BRIEF:
Could you reproduce, from the records below, everything from the line with "[[1414, 18], [571, 675], [986, 785], [1186, 213]]" down to the line with "Reviewer note: verify that every instance of the apartment", keeping both of those lines and changing nothing?

MATERIAL TO PROCESS:
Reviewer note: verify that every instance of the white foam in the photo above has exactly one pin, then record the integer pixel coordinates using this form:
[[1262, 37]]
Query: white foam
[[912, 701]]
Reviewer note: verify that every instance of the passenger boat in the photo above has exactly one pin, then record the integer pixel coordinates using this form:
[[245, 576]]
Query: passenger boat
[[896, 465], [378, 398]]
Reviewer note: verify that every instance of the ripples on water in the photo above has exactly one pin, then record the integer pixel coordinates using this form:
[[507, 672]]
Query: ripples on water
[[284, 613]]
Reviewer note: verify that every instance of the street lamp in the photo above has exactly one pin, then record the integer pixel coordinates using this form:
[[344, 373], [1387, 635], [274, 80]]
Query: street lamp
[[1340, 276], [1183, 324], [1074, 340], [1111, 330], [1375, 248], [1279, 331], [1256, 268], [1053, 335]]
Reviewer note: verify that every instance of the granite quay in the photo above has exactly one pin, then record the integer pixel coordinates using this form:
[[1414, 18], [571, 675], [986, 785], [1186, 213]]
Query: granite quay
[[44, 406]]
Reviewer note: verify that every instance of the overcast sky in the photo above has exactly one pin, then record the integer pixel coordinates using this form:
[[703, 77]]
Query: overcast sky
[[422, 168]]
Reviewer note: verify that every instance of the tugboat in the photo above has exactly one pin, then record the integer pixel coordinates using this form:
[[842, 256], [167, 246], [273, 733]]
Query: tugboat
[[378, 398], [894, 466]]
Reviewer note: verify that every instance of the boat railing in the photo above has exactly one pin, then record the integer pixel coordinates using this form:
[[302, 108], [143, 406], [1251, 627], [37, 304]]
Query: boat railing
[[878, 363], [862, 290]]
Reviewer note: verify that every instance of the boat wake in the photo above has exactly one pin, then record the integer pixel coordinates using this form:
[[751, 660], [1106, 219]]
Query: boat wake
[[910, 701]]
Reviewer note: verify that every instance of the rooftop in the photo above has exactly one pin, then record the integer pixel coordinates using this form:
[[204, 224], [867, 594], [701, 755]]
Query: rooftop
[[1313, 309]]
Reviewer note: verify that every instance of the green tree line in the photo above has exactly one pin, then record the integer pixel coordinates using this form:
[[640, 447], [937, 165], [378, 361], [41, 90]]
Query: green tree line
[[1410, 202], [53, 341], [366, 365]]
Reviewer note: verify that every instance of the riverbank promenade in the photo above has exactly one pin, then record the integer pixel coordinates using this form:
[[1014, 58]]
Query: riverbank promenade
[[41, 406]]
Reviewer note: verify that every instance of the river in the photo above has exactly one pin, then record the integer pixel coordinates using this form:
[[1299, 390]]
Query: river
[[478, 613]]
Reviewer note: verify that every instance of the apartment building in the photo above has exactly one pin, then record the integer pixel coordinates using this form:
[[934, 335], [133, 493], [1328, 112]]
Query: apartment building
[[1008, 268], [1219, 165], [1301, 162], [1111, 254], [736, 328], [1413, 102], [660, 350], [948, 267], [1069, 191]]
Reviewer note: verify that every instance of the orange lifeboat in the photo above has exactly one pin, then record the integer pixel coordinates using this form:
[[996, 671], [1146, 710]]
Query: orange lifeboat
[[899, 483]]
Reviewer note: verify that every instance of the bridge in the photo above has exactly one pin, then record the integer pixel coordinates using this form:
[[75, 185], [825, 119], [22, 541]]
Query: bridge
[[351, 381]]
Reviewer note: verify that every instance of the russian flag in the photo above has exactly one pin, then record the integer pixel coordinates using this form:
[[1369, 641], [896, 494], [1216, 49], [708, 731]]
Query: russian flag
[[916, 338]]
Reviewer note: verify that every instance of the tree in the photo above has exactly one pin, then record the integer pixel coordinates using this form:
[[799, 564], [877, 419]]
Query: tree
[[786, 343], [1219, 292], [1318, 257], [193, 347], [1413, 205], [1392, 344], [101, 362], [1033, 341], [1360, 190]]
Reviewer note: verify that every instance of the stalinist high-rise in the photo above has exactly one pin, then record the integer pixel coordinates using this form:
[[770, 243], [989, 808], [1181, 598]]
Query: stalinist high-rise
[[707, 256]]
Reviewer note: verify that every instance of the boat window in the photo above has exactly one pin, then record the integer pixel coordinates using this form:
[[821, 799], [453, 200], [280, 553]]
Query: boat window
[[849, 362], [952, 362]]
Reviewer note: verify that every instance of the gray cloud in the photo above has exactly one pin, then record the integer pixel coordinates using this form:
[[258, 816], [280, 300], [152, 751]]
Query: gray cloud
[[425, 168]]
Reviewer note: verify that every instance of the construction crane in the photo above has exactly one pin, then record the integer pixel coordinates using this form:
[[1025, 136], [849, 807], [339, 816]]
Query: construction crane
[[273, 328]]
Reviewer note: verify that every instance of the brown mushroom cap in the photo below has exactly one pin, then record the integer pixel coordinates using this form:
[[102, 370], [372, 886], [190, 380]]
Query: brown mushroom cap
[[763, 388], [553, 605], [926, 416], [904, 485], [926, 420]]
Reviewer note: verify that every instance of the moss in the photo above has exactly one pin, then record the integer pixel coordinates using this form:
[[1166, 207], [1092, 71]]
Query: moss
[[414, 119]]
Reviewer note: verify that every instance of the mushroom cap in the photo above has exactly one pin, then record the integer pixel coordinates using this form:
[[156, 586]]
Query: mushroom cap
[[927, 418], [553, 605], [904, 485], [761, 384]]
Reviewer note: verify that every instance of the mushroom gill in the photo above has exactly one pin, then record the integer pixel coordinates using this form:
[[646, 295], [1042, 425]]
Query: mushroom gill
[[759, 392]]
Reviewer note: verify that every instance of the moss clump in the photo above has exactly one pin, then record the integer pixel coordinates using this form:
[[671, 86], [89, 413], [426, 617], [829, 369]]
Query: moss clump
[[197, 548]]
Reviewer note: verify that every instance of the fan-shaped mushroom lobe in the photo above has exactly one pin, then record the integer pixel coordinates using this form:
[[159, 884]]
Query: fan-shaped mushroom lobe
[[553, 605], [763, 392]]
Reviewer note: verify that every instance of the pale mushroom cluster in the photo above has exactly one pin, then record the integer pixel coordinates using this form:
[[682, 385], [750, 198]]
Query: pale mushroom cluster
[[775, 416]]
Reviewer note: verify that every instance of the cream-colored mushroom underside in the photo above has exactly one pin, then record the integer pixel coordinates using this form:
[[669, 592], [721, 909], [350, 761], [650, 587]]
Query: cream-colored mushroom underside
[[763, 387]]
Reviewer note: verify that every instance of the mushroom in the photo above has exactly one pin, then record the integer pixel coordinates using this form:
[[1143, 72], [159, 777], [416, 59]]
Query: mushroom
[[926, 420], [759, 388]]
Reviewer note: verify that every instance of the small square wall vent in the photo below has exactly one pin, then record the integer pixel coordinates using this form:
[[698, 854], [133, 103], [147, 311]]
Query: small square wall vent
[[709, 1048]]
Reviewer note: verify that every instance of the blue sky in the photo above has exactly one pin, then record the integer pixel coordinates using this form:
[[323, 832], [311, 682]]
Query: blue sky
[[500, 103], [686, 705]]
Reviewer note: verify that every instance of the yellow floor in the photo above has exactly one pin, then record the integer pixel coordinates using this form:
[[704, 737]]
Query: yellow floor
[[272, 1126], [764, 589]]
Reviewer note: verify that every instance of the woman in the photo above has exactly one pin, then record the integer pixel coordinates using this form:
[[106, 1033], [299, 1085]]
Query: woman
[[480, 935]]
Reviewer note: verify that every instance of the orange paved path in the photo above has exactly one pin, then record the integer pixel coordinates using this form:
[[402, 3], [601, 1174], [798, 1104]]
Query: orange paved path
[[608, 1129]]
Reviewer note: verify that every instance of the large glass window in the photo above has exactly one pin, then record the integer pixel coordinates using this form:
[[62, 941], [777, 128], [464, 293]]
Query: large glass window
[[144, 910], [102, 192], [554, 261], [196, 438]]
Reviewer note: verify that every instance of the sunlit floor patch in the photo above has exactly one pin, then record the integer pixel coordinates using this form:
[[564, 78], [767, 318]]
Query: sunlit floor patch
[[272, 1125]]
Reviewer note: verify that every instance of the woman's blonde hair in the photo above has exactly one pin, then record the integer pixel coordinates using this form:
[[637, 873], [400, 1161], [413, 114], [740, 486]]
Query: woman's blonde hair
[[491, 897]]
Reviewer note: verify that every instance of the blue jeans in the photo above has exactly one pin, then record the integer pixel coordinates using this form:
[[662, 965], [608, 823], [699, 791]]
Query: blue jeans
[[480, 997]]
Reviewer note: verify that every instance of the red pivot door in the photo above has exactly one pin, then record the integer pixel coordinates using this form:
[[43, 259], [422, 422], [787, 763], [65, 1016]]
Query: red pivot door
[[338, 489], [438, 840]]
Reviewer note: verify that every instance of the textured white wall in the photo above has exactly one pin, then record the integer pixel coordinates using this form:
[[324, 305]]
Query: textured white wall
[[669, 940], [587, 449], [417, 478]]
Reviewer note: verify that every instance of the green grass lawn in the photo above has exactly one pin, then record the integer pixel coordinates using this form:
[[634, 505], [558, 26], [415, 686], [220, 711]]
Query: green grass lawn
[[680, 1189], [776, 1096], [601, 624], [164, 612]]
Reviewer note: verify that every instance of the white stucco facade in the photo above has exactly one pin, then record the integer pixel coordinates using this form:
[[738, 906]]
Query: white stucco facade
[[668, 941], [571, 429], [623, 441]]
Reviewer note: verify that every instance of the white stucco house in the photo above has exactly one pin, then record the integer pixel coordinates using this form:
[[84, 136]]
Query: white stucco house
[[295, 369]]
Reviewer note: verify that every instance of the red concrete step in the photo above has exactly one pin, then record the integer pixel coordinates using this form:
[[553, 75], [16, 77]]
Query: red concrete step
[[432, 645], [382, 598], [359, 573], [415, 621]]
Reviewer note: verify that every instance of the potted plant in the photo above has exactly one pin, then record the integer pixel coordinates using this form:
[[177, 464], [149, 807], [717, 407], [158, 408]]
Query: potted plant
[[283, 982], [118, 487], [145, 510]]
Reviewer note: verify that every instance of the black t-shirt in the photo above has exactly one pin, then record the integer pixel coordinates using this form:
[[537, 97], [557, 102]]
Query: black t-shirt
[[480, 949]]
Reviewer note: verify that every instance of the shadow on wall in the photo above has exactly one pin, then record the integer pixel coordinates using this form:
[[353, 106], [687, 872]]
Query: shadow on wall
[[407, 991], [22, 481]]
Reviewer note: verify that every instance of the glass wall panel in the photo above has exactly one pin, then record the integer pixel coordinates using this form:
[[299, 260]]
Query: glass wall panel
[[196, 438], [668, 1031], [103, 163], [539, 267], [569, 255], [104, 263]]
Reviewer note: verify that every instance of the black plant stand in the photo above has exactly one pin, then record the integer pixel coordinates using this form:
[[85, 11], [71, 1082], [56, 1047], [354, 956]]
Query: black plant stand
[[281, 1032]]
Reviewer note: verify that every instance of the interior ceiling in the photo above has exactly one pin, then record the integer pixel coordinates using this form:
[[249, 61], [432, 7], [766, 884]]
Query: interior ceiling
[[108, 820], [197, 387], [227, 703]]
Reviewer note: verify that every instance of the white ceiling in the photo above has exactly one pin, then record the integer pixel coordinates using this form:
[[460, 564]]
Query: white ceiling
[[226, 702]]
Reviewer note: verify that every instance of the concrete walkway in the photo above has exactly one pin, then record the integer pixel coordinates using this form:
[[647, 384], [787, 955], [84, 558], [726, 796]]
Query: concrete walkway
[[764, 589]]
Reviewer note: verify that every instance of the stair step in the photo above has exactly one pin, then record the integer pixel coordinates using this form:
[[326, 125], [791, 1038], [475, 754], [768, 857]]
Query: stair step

ANSWER FOR THE TASK:
[[1414, 18], [571, 675], [986, 785], [1186, 213]]
Query: granite quay
[[44, 406]]
Reviewer note: verify that every instance of the overcast sky in the photo above has exactly one pin, then record the integer pixel coordinates using this form:
[[703, 77]]
Query: overcast sky
[[422, 168]]
Reviewer note: verify that every instance of the tugboat in the photo above has exactly one pin, then record the integer pixel coordinates using this form:
[[842, 256], [167, 246], [273, 733]]
Query: tugboat
[[378, 398], [894, 466]]
Reviewer note: verify that every instance of the boat railing in the photo above has exactly one pin, then record the integer pixel coordinates using this form:
[[302, 108], [143, 406], [1251, 627], [37, 304]]
Query: boat railing
[[878, 363], [862, 290]]
Reviewer note: verify that every instance of the boat wake in the photo above has exactly one pin, then record the integer pixel coordinates using this form:
[[751, 660], [1106, 219]]
Query: boat wake
[[910, 701]]
Reviewer note: verify that every instance of the rooftop in the photo above has exactly one pin, then record the integer pixel coordinates using this form:
[[204, 224], [867, 594], [701, 755]]
Query: rooftop
[[1313, 309]]
Reviewer note: verify that every instance of the green tree line in the photo above has exactly one pin, then record the integer pixel coordinates using this form:
[[640, 447], [937, 165], [378, 361], [41, 90]]
Query: green tree line
[[1410, 202], [53, 341], [366, 365]]
Reviewer note: verify that every instance of the riverbank promenade in the photo above has exactly one pin, then record the integer pixel coordinates using this form:
[[1014, 58]]
Query: riverbank promenade
[[41, 406]]
Reviewer note: verify that every instance of the river in the photo above has exactly one pin, then record the integer pixel coordinates using this form:
[[1299, 390]]
Query: river
[[478, 613]]
Reviewer note: verify that every instance of the apartment building in the photo above has exactly one pin, then record the integer pixel coordinates using this form:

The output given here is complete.